Eşme’de 25 Ocak 2021’de, Harlequin tipi iktiyozis hastalığıyla dünyaya gelen Gökdeniz bebeğin annesi Ela Fidan (28) ile babası Musa T., doğumdan 3 ay önce boşanmak için Eşme Asliye Hukuk Mahkemesi’ne başvurdu. Gökdeniz bebek doğduktan sonra ise baba Musa T., aynı mahkemede soybağının reddi davası açtı. Musa.T, bebeğin babasının kendisi olamayacağı iddiasıyla çocuğun soybağının nesebinin tespit edilmesini istedi. Bunun üzerine anne Ela Fidan, daha önce Manisa’nın Sarıgöl ilçesinde ‘Çift DNA’ davasını çözen avukat Zeynep Avcı’ya başvurdu. Avukatlar Zeynep Avcı ve Ahmet Ocak, Ela Fidan’ın avukatlığını üstlenirken; 18 Nisan 2022’de, mahkemeye verdikleri dilekçede, DNA testi talebinde bulundu.
ADLİ TIP RAPORUNDA ‘YÜZDE 99 BEBEĞİN BİYOLOJİK BABASI’ DENİLDİ
İzmir Adli Tıp Kurumu Biyoloji İhtisas Dairesi, Gökdeniz bebek ile anne ve babasından alınan örnekler üzerinde DNA incelemesi gerçekleştirdi. Mahkemeye gönderilen 29 Haziran 2022 tarihli Adli Tıp Raporu sonucuna göre, Musa T.’nin yüzde 99 oranında bebeğin biyolojik babası olabileceği tespitine yer verildi. Ancak babanın avukatları, DNA testine itiraz etti.

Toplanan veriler
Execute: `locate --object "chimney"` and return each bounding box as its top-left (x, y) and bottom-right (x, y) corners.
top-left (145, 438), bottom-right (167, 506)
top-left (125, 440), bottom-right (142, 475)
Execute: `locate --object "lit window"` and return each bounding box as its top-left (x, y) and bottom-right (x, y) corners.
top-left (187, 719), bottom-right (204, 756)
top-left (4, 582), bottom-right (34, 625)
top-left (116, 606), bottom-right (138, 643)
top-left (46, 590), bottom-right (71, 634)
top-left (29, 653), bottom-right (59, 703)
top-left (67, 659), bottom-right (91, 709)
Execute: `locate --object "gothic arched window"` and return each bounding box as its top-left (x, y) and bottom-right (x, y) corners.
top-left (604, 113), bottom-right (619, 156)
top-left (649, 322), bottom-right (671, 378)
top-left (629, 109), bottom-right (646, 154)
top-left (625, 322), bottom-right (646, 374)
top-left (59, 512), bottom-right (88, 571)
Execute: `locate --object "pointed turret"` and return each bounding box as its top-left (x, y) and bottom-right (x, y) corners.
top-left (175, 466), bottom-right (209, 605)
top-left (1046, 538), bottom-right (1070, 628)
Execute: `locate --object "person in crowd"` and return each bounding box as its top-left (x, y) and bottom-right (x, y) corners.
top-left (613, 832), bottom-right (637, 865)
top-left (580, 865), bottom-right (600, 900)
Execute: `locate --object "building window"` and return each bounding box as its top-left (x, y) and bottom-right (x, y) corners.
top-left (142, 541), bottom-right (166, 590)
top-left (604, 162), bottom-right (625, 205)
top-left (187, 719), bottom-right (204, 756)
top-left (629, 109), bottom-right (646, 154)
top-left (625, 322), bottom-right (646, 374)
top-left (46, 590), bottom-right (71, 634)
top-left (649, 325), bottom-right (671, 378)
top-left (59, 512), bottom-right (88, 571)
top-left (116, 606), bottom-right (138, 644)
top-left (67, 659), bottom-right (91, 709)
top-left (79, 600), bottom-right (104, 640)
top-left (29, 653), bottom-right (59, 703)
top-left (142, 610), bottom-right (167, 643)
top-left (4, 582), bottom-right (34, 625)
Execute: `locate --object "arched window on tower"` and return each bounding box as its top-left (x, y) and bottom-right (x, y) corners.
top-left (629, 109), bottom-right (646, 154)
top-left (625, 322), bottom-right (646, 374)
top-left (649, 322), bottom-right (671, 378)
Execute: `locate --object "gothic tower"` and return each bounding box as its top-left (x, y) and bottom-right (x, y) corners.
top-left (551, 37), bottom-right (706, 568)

:: Yapılacak görev ::
Metinde "ADLİ TIP RAPORUNDA" sözcüklerinin geçtiği yerden başlayıp "testine itiraz etti." sözcükleriyle biten kısmı hiç değiştirmeden geri verin. Kayıtların metinle bir ilgisi yoktur.

:: Yanıt ::
ADLİ TIP RAPORUNDA ‘YÜZDE 99 BEBEĞİN BİYOLOJİK BABASI’ DENİLDİ
İzmir Adli Tıp Kurumu Biyoloji İhtisas Dairesi, Gökdeniz bebek ile anne ve babasından alınan örnekler üzerinde DNA incelemesi gerçekleştirdi. Mahkemeye gönderilen 29 Haziran 2022 tarihli Adli Tıp Raporu sonucuna göre, Musa T.’nin yüzde 99 oranında bebeğin biyolojik babası olabileceği tespitine yer verildi. Ancak babanın avukatları, DNA testine itiraz etti.